Assigned task: The expected result is the full listing, retyped exactly, without a single picture.

+++ Material supplied

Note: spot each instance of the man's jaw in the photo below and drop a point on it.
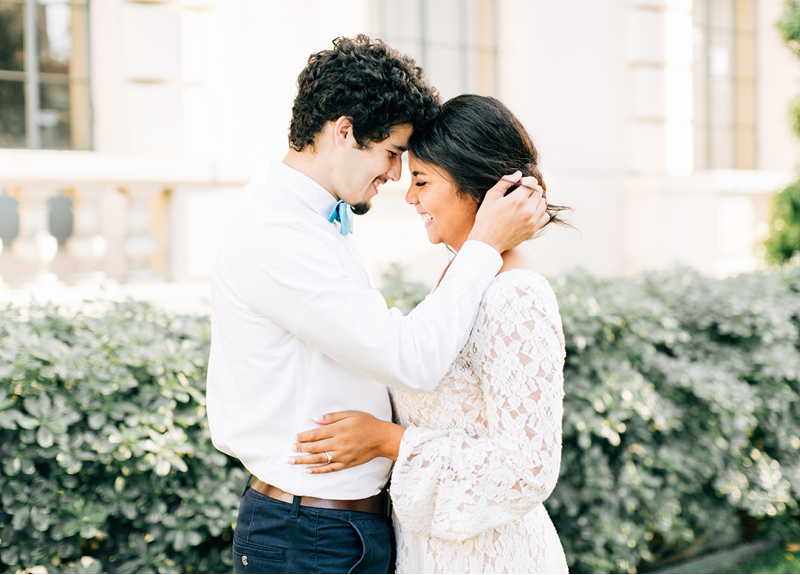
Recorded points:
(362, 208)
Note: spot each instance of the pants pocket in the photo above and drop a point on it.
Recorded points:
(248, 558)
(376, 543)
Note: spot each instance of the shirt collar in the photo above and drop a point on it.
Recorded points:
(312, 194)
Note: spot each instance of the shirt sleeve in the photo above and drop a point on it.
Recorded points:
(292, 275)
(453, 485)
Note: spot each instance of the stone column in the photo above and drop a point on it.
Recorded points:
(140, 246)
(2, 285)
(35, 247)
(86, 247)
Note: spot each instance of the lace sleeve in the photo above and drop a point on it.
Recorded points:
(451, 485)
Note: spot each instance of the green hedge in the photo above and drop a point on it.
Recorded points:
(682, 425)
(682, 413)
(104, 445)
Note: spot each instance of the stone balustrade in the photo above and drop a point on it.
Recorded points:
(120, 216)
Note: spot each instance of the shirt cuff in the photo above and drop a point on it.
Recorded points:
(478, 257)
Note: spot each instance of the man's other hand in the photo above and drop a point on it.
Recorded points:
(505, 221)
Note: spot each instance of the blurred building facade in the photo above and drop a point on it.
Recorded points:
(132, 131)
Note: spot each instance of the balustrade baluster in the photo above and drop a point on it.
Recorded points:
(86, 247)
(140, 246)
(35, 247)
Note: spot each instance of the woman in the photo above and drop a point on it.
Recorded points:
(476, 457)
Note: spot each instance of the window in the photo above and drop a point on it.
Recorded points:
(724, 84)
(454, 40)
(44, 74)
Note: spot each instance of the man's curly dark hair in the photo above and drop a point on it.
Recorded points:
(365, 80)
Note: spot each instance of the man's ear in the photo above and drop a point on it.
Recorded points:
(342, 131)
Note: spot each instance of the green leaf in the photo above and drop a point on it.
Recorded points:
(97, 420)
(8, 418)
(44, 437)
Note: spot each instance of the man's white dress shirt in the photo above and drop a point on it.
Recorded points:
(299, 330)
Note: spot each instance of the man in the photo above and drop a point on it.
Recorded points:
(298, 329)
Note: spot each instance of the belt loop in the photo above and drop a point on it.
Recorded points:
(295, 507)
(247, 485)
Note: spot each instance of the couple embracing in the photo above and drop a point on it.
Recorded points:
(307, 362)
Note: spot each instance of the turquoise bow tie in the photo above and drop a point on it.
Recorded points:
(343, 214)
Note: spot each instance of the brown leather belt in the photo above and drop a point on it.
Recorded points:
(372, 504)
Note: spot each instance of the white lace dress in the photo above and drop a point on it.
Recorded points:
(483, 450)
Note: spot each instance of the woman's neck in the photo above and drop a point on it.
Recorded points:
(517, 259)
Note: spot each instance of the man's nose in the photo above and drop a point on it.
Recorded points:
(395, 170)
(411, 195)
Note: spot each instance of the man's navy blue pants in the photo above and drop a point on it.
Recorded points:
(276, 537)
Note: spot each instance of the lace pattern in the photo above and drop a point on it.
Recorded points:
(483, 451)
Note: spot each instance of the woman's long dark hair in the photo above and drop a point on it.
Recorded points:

++++++

Task response:
Note: spot each instance of the man's jaw in the photo below and drop a point on it.
Recorded points:
(362, 208)
Note: spot each instance of the pants pocket in the photo above and drop a point on it.
Recorded points:
(248, 558)
(376, 543)
Note: spot each instance of the shirt collar in the photo above and drop a point on it.
Recorded points:
(312, 194)
Note: spot each instance of the shirt sleeve in the photo above and drop a point on it.
Recorded points:
(292, 275)
(453, 485)
Note: spot each instance of the stone column in the photo above and drop a point on it.
Recorded points:
(140, 246)
(2, 285)
(35, 247)
(86, 247)
Note: spot each instance of the lace sleeve in the photo above and drop a point on it.
Recorded points:
(451, 485)
Note: spot each instance of the green hedge in the photo above and drop a point on it.
Recorded points:
(682, 425)
(682, 413)
(104, 445)
Note: spot each instance of the stone balustrade in the photo above and drop a point on it.
Recorded points:
(120, 216)
Note: spot each instance of the shirt cuff in the photo above and drop a point on it.
Recorded points:
(478, 257)
Note: spot each instance of the man's other hand in the photo above and drop a point on it.
Recorded points:
(505, 221)
Note: spot each instance of the blurred building facade in the photo above and drop a point on it.
Recorded points:
(132, 131)
Note: spot each instance of the balustrade baluster in the photo above and drop a point on it.
Recorded points:
(86, 247)
(140, 246)
(35, 247)
Note: spot each instance of the woman in the photo above and drop a point on it.
Recorded points:
(476, 457)
Note: spot each instance of the window in the photo above and drop a point on it.
Recorded points:
(724, 84)
(454, 40)
(44, 74)
Note: spot each instance of the man's curly dark hair in the photo above and drop a point on it.
Recorded points:
(365, 80)
Note: spot each instance of the man's ear in the photo above and drop a point on it.
Recorded points:
(342, 131)
Note: spot each instance of the green leaf in the photo above and drop a point on it.
Recorded points:
(97, 420)
(8, 418)
(44, 437)
Note: spot each instance of the man's white dress shirt in the photo above and drop a point on it.
Recorded points:
(299, 330)
Note: spot each instance of the man in the photo above and drop a point on it.
Recorded points:
(298, 329)
Note: spot each instance of the belt loop in the photo above and drop a point on it.
Recorded points:
(295, 507)
(247, 485)
Note: spot each instance of the couple embracing in the photo above and drop a point on it.
Recorded points:
(307, 362)
Note: spot each instance of the turquoise bow tie in the photo above and drop a point on it.
Recorded points:
(343, 214)
Note: spot each instance of the brown leather belt in the photo above and drop a point on it.
Recorded points:
(372, 504)
Note: spot each instance of the white lace dress in the photo above and drop a point on it.
Recorded points:
(483, 450)
Note: spot each instance of the woman's neck in the photo above and drop a point on it.
Recorded points:
(517, 259)
Note: spot each instance of the man's nose in the photo above and drop a point on it.
Recorded points:
(395, 170)
(411, 195)
Note: spot each instance of the man's navy blue pants in the photo above and drop a point on it.
Recorded points:
(276, 537)
Note: spot each instance of the lace pattern in the photo above and drop a point on it.
Recorded points:
(483, 451)
Note: spot each instance of the woman's long dark hair in the photo above and drop a point on it.
Recorded points:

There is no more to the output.